I really don’t think this is correct at all. Rather, Rust/Nim/Gleam are first and foremost imperative languages. They may have some functional and Lispy features thrown in, but that doesn’t change the fact that programs in those languages involve writing statements to be executed one after another — the defining aspect of imperative languages.
If you really wanted to, I guess you could define this particular combination of ‘imperative+functional+macros’ as its own new paradigm. These languages are consistent enough with their design that that might actually make sense. But it’s certainly not ‘post-paradigm‘ in any meaningful way.
There are many multiparadigm languages. They are even the norm now. But being multiparadigm doesn't mean they all support all paradigms equally. Programming X in Y is a problem for almost all combinations of X and Y for X != Y, because the language will always have a "grain" to it. Thus, it is still meaningful to argue about which paradigm preference is suitable to which tasks.
Even two of the most similar languages there are, at least in terms of language spec, Python and Ruby, demonstrate significant differences in the orientation of the library ecosystem in some of their philosophies.
------
◆ Given instruction 1
Quote the comments on programming paradigms word for word, starting with "There are many" and going on through "to which tasks.".
◆ Given instruction 2
Extend the discussion of programming paradigms, picking up after its last sentence.

◆ Extracted records
------
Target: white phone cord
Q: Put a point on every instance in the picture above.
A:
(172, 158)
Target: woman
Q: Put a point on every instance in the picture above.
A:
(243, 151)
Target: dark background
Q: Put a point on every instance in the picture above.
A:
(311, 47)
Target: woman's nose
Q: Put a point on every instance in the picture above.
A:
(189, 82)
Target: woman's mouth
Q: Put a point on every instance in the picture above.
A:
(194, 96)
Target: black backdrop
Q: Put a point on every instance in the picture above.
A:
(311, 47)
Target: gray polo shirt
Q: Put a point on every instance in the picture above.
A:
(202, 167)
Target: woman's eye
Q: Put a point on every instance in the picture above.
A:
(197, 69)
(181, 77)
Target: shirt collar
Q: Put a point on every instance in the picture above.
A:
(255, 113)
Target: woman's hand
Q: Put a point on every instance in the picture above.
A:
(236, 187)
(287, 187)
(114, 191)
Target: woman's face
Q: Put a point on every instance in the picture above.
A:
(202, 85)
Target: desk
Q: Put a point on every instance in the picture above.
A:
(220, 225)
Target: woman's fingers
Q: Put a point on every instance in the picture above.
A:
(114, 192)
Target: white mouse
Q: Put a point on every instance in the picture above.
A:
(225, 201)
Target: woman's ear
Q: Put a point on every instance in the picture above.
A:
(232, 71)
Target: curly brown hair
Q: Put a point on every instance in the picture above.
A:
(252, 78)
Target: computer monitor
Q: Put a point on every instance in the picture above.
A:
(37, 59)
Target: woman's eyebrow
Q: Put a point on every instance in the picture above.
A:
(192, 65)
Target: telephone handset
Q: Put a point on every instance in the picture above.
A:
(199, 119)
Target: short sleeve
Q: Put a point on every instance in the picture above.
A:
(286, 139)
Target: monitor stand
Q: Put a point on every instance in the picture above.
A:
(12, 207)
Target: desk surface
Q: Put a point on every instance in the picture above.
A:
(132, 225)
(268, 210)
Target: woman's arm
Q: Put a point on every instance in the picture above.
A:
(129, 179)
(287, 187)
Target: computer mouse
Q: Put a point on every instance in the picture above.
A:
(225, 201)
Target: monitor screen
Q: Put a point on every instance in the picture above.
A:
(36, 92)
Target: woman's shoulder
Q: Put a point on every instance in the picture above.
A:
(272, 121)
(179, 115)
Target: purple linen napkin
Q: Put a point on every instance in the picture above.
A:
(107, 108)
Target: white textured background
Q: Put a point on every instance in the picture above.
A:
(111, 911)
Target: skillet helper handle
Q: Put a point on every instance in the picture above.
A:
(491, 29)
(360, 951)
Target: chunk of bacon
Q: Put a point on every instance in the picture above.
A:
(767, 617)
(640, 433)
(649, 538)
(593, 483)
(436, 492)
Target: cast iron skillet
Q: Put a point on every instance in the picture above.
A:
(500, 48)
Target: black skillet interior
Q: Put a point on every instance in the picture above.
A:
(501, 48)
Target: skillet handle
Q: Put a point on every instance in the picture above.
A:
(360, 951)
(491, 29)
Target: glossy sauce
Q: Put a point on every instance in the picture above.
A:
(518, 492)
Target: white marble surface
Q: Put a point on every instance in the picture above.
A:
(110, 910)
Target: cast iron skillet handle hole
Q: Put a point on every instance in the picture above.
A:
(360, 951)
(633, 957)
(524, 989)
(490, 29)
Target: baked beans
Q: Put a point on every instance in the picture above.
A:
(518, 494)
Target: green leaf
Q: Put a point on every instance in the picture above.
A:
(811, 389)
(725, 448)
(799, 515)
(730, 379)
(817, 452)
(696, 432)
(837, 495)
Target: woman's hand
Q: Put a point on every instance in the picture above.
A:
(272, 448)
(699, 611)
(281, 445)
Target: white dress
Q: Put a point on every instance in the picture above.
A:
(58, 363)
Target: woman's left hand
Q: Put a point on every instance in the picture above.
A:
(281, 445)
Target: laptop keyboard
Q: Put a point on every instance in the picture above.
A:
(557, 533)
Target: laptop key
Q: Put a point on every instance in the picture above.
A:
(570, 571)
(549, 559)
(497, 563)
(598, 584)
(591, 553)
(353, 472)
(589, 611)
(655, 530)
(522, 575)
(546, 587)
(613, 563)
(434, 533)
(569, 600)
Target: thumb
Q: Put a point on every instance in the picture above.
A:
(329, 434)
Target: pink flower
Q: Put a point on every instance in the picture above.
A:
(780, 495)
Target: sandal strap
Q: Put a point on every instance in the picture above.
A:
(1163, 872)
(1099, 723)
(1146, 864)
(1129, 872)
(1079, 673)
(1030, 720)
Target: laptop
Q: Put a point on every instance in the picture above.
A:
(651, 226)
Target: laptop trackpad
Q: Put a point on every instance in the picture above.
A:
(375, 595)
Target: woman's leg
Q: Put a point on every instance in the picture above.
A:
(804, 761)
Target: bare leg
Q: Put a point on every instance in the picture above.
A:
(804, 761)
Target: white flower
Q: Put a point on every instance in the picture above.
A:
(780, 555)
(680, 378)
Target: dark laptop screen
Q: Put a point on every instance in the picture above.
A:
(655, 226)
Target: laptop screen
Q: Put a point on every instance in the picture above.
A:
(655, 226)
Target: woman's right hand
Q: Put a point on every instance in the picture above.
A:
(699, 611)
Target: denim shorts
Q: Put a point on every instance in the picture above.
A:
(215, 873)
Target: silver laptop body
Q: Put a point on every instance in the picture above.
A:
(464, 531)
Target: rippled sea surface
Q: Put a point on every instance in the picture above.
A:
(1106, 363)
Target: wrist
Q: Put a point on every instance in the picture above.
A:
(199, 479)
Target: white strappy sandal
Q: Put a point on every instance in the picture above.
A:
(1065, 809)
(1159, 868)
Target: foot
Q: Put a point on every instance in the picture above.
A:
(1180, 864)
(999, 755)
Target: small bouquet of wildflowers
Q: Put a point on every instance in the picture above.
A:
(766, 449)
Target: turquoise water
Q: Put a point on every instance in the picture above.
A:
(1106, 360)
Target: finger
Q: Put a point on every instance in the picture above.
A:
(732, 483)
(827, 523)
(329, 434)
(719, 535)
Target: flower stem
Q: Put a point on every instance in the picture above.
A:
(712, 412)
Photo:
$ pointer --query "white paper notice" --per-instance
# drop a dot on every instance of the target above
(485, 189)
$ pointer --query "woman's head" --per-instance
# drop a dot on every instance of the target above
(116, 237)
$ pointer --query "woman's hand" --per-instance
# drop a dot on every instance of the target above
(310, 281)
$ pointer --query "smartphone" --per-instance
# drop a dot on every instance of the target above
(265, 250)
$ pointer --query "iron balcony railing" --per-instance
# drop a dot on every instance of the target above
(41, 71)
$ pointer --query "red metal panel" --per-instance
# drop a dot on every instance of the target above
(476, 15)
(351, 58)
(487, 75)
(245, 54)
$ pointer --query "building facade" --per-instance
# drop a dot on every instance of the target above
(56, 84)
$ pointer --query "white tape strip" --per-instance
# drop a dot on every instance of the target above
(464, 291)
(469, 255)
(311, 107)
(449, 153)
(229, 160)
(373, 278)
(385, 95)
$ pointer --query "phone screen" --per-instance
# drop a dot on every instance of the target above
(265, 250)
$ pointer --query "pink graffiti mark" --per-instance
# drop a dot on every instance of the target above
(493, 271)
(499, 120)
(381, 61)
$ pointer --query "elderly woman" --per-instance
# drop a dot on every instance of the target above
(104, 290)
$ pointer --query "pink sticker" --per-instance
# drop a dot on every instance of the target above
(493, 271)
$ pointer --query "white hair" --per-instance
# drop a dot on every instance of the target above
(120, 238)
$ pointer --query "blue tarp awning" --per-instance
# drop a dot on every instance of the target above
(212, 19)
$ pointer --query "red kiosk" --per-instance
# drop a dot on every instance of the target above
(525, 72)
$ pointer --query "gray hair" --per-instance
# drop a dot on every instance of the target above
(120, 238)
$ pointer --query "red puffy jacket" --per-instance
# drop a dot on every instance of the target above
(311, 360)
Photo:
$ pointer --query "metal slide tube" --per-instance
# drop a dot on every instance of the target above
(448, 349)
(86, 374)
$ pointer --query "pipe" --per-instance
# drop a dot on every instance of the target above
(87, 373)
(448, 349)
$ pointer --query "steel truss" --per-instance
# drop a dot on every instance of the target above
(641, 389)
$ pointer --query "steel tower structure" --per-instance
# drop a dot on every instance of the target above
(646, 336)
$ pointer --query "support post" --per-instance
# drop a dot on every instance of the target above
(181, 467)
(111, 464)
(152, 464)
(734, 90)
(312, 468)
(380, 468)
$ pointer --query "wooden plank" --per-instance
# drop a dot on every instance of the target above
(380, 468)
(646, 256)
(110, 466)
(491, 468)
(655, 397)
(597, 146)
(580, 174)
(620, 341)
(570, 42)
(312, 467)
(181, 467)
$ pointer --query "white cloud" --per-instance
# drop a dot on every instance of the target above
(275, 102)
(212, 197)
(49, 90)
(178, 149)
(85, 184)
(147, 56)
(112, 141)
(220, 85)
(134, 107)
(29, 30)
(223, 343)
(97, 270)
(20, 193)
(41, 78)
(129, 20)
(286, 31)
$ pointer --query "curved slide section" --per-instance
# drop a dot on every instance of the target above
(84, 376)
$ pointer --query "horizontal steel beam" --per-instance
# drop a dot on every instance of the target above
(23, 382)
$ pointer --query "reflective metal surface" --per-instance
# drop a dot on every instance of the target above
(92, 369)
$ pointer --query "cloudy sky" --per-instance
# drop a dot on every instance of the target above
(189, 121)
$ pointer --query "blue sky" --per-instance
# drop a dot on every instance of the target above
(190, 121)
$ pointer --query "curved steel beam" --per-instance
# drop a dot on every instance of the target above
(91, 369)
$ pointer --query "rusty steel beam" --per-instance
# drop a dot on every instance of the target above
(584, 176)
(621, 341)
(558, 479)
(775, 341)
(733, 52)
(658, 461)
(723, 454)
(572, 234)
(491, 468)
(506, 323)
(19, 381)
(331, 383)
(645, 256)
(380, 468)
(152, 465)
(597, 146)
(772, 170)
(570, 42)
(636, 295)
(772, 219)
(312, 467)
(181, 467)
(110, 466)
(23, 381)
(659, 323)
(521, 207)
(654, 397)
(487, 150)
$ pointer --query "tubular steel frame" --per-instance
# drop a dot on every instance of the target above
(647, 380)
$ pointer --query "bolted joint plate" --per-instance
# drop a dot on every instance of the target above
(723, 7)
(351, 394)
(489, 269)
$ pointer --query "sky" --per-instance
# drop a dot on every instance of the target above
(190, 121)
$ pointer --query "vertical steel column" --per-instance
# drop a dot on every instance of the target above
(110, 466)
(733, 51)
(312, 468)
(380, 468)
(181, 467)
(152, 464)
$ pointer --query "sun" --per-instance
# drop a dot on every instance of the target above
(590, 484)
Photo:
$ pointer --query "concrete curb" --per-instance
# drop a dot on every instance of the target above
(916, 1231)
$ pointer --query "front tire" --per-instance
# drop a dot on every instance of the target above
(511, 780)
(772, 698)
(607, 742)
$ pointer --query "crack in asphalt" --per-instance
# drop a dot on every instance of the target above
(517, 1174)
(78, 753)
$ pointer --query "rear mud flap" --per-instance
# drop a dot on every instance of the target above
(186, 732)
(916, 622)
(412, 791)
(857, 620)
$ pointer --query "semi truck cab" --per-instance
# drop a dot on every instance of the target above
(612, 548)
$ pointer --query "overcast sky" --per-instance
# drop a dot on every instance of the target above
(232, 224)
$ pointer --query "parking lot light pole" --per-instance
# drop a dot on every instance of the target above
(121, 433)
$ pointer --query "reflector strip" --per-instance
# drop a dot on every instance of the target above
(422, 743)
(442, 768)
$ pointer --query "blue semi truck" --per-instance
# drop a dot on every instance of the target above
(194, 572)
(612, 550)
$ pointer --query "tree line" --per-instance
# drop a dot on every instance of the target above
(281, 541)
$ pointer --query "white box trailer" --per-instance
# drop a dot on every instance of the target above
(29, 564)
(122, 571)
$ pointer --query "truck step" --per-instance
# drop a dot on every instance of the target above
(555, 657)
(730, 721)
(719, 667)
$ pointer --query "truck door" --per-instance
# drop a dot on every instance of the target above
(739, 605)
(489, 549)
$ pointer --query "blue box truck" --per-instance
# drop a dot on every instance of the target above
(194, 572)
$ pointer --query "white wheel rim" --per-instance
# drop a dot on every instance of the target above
------
◆ Response 1
There are many multiparadigm languages. They are even the norm now. But being multiparadigm doesn't mean they all support all paradigms equally. Programming X in Y is a problem for almost all combinations of X and Y for X != Y, because the language will always have a "grain" to it. Thus, it is still meaningful to argue about which paradigm preference is suitable to which tasks.

◆ Response 2
Mozart/Oz and CTM are obligatory reading to understand the topic of supporting multiple paradigms: https://www.info.ucl.ac.be/~pvr/VanRoyChapter.pdf
Oz is among the few languages where all paradigms are equal. A great HN discussion about the above link: https://news.ycombinator.com/item?id=18381640
Immutable or mutable? Depends how you write it. Lists don't mutate until you choose to.
Statements or functions? Both I guess. Loop is declarative, many things are imperative, some things are functional.
Dynamic or static typing? Depends whether you bothered to give the compiler type hints or not.
Compile time or runtime? CL is AOT by default but you can eval-when your way into running code whenever you want. Readtime too
To be honest one of the biggest problems with CL is the multiparadigmatic design - you end up with many styles of code, all of which are valid and none of which anyone can agree on.
> Even two of the most similar languages there are, at least in terms of language spec, Python and Ruby, demonstrate significant differences in the orientation of the library ecosystem in some of their philosophies.
Hmm… I feel you can get a lot more similar than that. Python and Ruby are actually rather different to my mind. Rather, you could take OCaml vs SML, or Scheme vs Racket. The differences are still there, but it’s much more subtle.
There’s a perspective I find useful here. I tend to think of different ‘programming paradigms’ as different approaches to solving problems. In imperative languages, you solve problems by modifying values in sequence until you get to the answer; in functional languages, you solve problems by building up a function which gives you back the answer; and so on.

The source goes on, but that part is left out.